• [CONSIGNE A]
D'après l'extrait sur la Sécurité sociale, quelles caisses distinctes la réforme d'août 1967 a-t-elle créées ?
• [CONSIGNE B]
Renvoyez sans aucune modification le passage de l'extrait sur la Sécurité sociale qui va de « C’est probablement cette » à « et de gestion. ».

• [EXTRAIT DU DOCUMENT]
+ + +

C’est probablement cette construction collective au travers de l’engagement de Croizat et de milliers de militants de la CGT qui fait que la Sécurité sociale fait partie aujourd’hui du patrimoine français et qui malgré de nombreuses attaques, reste une conquête sociale à laquelle les français restent très attachés.

La sécurité sociale : un objet de luttes

Depuis plus de 75 ans, le patronat et les gouvernements successifs s’attaquent méticuleusement au système de sécurité sociale au travers son mode de financement et de gestion. 

Ambroise Croizat avait prévenu, « ne parlez pas d’acquis mais de conquêtes sociales car le patronat ne désarme jamais ». Ainsi, dès 1946, alors que des millions de français découvrent les premiers effets de la mise en place de la sécurité sociale, le patronat, bien qu’affaibli et une partie de la droite sont à l’offensive. Ils s’opposent à la main mise d’une partie de la valeur produite par le travail et à sa gestion, confiée aux travailleurs eux-mêmes.

1967: première grande attaque contre le système de sécurité sociale

Si dès sa création, les dépenses sociales et la gestion “bureaucratique” sont ciblés, la première grande victoire patronale a lieu en août 1967 avec le démantèlement du régime général de la Sécurité sociale et la création de trois caisses distinctes (maladie, vieillesse, famille) bénéficiant de ressources propres. Avec cette réforme, l’organisation patronale dispose désormais de la moitié des sièges, les 50% restant sont partagés entre les organisations syndicales représentatives des salariés. Autre mesure importante, l’élection démocratique des administrateurs est supprimée pour laisser place à la désignation.

+ + +

• [EXTRAITS DE DONNÉES]
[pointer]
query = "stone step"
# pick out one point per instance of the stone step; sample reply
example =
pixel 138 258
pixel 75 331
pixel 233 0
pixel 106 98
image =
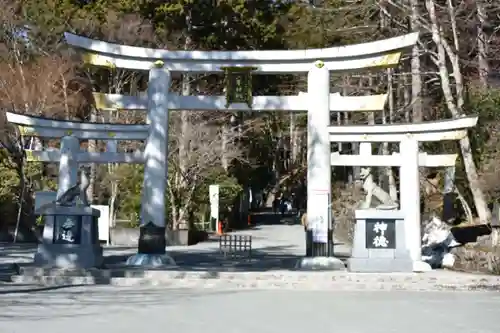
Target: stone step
pixel 7 271
pixel 259 280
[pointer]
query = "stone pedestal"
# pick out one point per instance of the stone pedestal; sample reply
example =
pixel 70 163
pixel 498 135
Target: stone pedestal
pixel 380 242
pixel 70 238
pixel 151 248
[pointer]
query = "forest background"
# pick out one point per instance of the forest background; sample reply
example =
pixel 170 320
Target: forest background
pixel 453 71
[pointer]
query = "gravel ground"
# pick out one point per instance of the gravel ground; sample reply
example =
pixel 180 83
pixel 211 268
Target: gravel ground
pixel 122 310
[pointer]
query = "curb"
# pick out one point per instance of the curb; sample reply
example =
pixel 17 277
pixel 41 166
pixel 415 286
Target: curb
pixel 276 280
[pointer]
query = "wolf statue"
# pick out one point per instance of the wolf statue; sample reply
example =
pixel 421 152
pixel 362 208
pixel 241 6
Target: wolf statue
pixel 79 190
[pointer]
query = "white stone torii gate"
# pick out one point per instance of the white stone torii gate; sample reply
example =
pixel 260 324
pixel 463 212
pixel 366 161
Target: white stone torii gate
pixel 409 159
pixel 161 63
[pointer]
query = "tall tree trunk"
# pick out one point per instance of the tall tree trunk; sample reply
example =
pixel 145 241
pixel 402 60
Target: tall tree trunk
pixel 455 106
pixel 92 148
pixel 482 44
pixel 416 78
pixel 294 148
pixel 388 173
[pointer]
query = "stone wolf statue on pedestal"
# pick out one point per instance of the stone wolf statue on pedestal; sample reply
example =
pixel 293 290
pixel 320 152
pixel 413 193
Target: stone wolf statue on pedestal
pixel 79 190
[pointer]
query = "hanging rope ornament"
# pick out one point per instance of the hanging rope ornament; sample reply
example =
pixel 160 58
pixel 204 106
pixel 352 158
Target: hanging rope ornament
pixel 238 85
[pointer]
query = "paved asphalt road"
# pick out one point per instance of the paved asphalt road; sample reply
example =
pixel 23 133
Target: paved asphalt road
pixel 141 309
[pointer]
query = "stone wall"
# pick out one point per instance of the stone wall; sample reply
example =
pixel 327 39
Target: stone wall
pixel 477 259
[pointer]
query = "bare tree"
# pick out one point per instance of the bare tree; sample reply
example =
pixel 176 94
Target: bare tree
pixel 186 174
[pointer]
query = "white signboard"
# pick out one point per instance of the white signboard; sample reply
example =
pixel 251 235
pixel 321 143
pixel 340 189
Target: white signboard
pixel 103 224
pixel 112 146
pixel 318 222
pixel 213 192
pixel 44 197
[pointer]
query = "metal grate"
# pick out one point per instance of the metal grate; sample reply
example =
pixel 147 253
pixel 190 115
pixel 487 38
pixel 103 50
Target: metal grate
pixel 235 246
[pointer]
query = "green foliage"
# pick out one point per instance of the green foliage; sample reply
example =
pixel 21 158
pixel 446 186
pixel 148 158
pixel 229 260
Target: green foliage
pixel 229 188
pixel 486 104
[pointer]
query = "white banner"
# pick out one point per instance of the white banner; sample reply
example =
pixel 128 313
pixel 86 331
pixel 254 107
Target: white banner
pixel 318 223
pixel 213 193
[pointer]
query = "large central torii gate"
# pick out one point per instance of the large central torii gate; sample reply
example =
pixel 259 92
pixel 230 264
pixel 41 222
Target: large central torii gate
pixel 318 102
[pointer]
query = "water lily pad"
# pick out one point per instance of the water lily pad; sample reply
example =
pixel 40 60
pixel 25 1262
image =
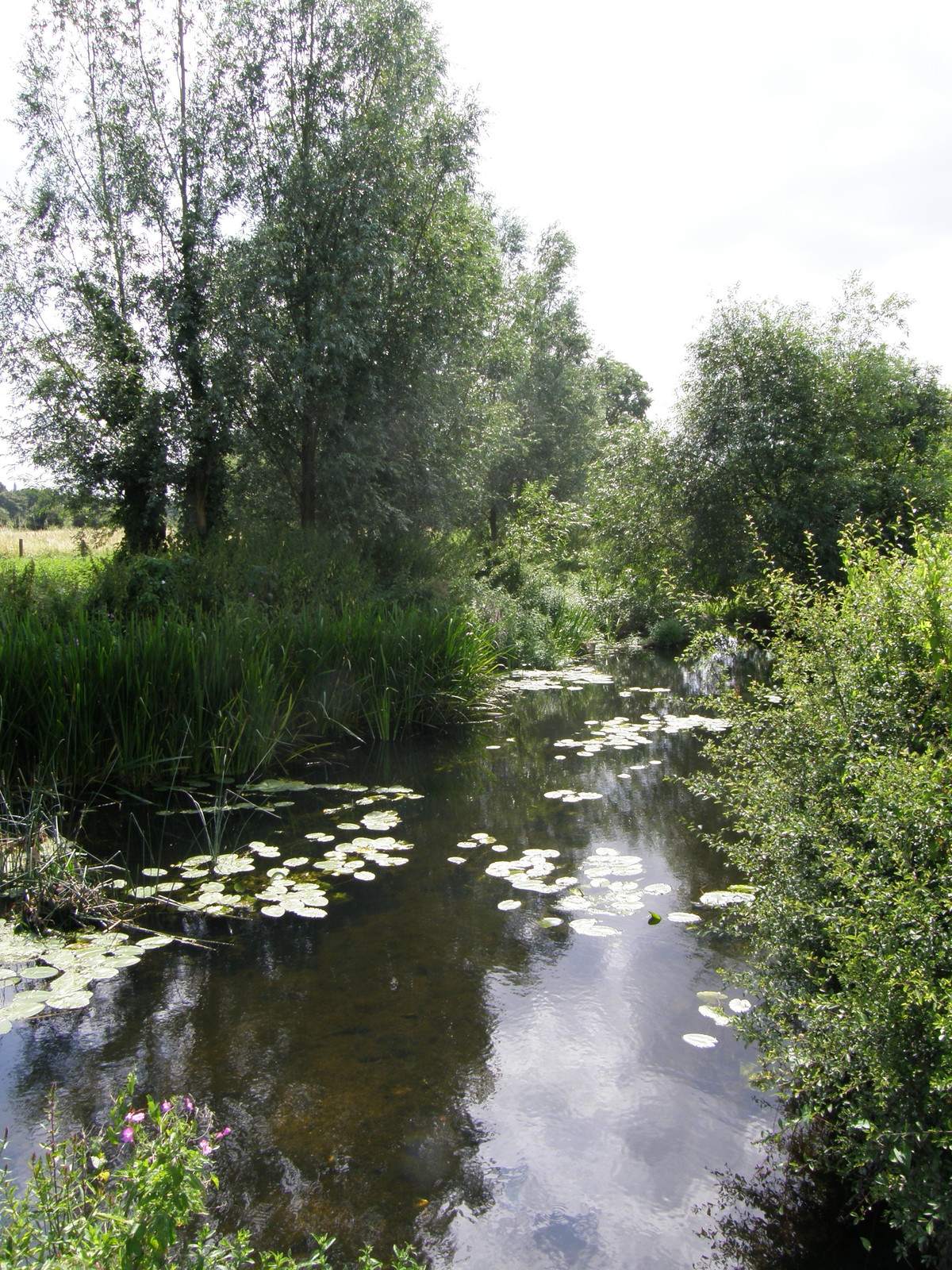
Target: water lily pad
pixel 715 1015
pixel 70 1001
pixel 590 926
pixel 21 1010
pixel 154 941
pixel 725 899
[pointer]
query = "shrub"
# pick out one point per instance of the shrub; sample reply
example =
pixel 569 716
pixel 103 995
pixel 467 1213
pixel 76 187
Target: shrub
pixel 839 781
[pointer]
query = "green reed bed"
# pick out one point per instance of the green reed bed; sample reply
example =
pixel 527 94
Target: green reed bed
pixel 88 698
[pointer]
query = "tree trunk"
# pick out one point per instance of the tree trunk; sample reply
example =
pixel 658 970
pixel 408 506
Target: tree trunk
pixel 309 475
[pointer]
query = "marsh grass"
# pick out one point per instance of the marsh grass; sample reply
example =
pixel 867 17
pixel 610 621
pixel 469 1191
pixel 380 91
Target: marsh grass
pixel 86 700
pixel 57 543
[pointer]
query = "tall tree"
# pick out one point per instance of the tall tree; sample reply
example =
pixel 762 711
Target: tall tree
pixel 112 248
pixel 371 260
pixel 801 425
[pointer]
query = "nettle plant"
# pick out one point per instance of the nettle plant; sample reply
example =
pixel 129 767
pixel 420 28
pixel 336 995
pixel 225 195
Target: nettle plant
pixel 132 1197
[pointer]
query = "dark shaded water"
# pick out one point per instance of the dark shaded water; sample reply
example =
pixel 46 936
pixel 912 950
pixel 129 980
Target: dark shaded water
pixel 422 1066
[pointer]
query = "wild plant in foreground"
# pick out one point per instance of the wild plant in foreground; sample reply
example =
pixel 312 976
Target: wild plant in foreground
pixel 132 1197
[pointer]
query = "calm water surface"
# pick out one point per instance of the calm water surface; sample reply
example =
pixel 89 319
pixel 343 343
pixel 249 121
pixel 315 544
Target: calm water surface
pixel 422 1066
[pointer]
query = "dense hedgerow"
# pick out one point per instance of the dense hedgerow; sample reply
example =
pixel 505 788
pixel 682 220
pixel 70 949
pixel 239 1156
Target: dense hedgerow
pixel 838 778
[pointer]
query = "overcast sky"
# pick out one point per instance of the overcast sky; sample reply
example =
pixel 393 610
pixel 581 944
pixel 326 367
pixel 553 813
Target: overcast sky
pixel 689 148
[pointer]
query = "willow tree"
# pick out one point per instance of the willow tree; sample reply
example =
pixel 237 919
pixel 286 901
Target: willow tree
pixel 370 262
pixel 112 247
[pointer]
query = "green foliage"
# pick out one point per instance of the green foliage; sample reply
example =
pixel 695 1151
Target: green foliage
pixel 131 1198
pixel 791 425
pixel 839 783
pixel 89 698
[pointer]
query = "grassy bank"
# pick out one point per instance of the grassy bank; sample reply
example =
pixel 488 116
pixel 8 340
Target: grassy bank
pixel 133 1195
pixel 89 698
pixel 839 783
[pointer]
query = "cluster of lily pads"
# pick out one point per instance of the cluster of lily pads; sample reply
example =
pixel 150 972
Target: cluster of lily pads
pixel 245 882
pixel 714 1011
pixel 624 734
pixel 573 679
pixel 65 968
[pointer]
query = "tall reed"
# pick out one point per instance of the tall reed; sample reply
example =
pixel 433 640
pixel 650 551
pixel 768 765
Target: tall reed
pixel 86 698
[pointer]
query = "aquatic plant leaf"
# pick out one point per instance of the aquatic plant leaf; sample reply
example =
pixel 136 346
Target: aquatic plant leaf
pixel 715 1015
pixel 70 1001
pixel 589 926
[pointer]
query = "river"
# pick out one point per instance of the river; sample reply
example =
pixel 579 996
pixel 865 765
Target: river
pixel 420 1064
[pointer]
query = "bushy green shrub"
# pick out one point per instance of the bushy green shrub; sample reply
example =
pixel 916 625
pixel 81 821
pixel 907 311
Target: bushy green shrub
pixel 838 778
pixel 132 1197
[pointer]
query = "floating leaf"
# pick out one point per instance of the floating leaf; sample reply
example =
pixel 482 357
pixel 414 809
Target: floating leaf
pixel 589 926
pixel 725 899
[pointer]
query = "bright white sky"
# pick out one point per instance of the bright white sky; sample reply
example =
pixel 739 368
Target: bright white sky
pixel 693 146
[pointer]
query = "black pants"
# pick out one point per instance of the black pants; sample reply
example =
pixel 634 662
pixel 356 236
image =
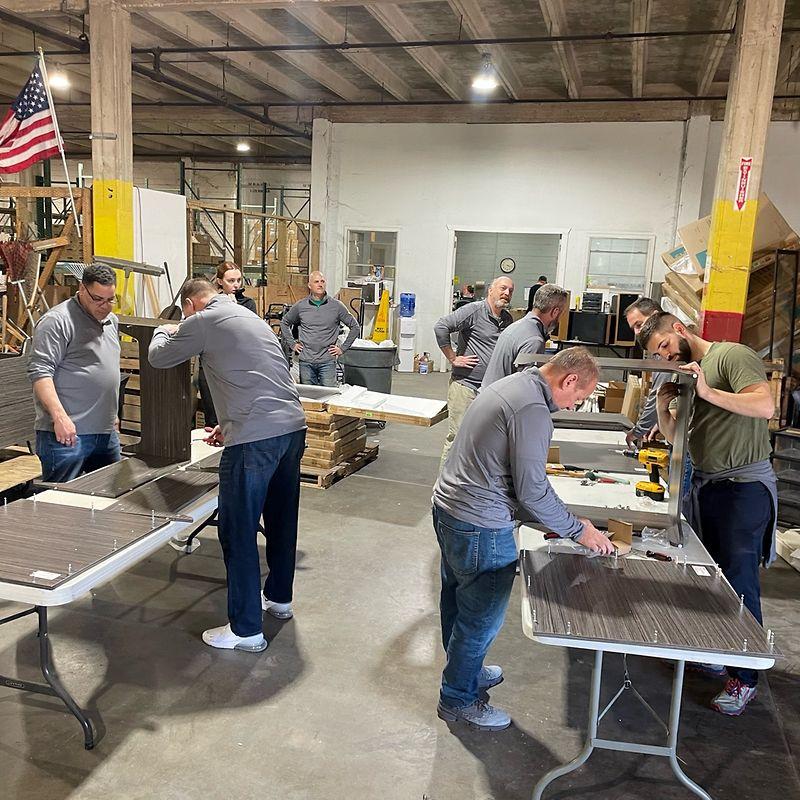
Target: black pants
pixel 735 518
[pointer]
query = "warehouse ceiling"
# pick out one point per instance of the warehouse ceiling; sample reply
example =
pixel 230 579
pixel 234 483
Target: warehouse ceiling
pixel 209 74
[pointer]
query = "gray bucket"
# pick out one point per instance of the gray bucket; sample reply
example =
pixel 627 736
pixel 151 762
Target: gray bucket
pixel 370 367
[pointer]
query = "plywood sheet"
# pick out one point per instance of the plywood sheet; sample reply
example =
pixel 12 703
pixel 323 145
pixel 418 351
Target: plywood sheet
pixel 169 495
pixel 116 479
pixel 43 544
pixel 638 602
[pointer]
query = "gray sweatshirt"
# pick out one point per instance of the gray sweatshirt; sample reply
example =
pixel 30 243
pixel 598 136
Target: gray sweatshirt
pixel 247 373
pixel 319 327
pixel 526 335
pixel 497 465
pixel 477 333
pixel 81 355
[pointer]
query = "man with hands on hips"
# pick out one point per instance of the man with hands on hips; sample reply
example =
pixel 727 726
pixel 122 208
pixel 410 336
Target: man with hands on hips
pixel 496 471
pixel 732 503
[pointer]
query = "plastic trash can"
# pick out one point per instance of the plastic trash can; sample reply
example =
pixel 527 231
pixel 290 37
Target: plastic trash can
pixel 370 367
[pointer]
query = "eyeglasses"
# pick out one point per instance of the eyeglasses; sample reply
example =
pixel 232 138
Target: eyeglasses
pixel 101 301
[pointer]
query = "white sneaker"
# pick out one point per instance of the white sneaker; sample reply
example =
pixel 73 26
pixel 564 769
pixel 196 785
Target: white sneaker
pixel 225 639
pixel 277 610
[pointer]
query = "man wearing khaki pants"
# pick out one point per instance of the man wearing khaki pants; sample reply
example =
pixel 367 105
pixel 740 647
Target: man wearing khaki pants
pixel 477 326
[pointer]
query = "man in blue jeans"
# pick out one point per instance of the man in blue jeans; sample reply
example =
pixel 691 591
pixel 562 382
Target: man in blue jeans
pixel 318 318
pixel 74 369
pixel 496 469
pixel 262 426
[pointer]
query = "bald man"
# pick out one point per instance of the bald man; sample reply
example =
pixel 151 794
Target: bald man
pixel 477 326
pixel 319 319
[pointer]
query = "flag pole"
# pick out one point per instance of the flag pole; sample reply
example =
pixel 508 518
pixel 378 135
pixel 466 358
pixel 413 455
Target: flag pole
pixel 43 69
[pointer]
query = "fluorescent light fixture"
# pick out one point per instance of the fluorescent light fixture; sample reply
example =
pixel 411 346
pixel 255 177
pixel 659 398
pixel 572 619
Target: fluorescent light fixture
pixel 486 79
pixel 58 80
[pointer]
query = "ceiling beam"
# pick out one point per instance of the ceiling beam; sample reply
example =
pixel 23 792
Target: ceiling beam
pixel 330 30
pixel 479 27
pixel 555 18
pixel 724 19
pixel 195 32
pixel 258 30
pixel 640 21
pixel 400 27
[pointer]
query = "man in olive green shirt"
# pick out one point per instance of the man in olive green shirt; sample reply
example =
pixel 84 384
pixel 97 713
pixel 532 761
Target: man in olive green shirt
pixel 733 500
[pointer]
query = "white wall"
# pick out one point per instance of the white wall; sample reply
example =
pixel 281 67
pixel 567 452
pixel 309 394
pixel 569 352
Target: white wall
pixel 781 177
pixel 426 181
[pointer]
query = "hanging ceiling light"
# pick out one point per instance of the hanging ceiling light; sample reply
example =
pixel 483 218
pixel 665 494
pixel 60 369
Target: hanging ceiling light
pixel 486 79
pixel 58 80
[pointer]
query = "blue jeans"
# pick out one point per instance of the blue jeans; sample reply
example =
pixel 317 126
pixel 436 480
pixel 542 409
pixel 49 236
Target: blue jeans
pixel 734 518
pixel 478 567
pixel 259 479
pixel 62 463
pixel 322 374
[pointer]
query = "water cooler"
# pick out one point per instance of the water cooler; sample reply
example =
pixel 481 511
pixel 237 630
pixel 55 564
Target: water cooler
pixel 408 332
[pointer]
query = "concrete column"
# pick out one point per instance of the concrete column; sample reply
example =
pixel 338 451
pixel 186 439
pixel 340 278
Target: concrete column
pixel 112 138
pixel 738 184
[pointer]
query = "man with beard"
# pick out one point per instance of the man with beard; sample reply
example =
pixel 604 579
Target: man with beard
pixel 478 325
pixel 733 498
pixel 527 335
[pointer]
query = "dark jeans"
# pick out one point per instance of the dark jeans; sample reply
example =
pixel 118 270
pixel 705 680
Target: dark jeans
pixel 209 414
pixel 322 374
pixel 259 479
pixel 478 566
pixel 61 463
pixel 734 518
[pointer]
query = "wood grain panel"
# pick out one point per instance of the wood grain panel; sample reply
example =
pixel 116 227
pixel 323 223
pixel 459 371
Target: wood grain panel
pixel 638 602
pixel 116 479
pixel 166 399
pixel 61 540
pixel 169 495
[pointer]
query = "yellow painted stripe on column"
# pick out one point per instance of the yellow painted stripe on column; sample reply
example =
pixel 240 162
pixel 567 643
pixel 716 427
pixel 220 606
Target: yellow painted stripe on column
pixel 730 252
pixel 112 205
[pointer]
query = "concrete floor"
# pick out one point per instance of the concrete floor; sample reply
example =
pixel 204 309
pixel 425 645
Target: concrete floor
pixel 343 703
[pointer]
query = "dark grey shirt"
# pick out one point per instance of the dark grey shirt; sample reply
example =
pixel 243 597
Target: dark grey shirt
pixel 477 333
pixel 248 375
pixel 81 355
pixel 526 335
pixel 496 469
pixel 319 327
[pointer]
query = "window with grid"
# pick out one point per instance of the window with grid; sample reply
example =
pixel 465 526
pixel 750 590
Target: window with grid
pixel 619 264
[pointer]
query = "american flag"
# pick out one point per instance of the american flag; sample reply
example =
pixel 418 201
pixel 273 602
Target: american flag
pixel 28 133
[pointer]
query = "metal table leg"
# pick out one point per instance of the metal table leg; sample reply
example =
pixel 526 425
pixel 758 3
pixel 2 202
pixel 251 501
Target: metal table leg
pixel 54 687
pixel 592 741
pixel 582 757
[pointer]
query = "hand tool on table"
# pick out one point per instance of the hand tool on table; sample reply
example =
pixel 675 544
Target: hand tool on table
pixel 655 459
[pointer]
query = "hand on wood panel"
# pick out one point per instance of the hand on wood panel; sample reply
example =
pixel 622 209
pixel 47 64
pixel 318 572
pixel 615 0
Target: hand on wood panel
pixel 64 429
pixel 594 539
pixel 215 437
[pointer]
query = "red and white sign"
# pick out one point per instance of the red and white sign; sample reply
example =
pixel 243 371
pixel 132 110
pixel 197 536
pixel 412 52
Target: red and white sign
pixel 745 165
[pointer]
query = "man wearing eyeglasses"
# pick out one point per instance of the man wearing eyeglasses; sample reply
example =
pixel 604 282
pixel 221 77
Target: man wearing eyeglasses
pixel 74 369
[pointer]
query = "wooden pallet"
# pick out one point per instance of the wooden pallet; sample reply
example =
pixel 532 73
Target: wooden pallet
pixel 316 478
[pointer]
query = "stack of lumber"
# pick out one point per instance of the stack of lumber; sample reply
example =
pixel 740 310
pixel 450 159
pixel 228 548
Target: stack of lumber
pixel 336 446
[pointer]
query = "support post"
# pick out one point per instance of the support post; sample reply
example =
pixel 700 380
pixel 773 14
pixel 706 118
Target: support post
pixel 112 136
pixel 733 218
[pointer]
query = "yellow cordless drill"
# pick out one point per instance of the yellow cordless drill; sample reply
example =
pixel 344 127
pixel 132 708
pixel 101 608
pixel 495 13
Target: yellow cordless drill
pixel 655 459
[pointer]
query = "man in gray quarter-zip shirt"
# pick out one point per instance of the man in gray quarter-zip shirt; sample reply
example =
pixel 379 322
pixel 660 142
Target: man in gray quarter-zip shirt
pixel 527 335
pixel 495 471
pixel 74 369
pixel 319 318
pixel 478 325
pixel 262 426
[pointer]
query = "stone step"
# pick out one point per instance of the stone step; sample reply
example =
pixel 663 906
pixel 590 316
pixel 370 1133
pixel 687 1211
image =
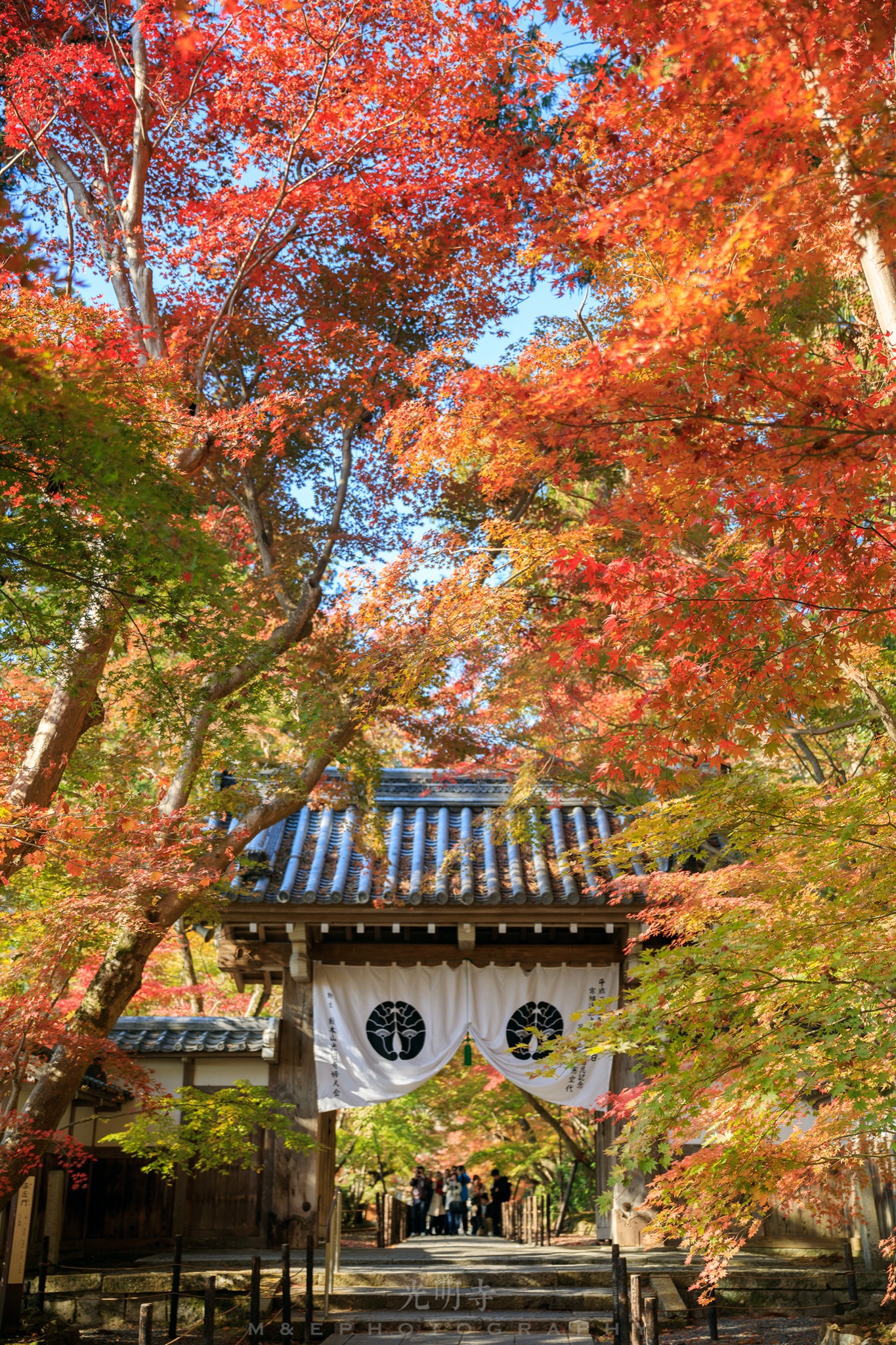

+ + +

• [RÉPONSE A]
Trois caisses : maladie, vieillesse et famille.

• [RÉPONSE B]
C’est probablement cette construction collective au travers de l’engagement de Croizat et de milliers de militants de la CGT qui fait que la Sécurité sociale fait partie aujourd’hui du patrimoine français et qui malgré de nombreuses attaques, reste une conquête sociale à laquelle les français restent très attachés.

La sécurité sociale : un objet de luttes

Depuis plus de 75 ans, le patronat et les gouvernements successifs s’attaquent méticuleusement au système de sécurité sociale au travers son mode de financement et de gestion.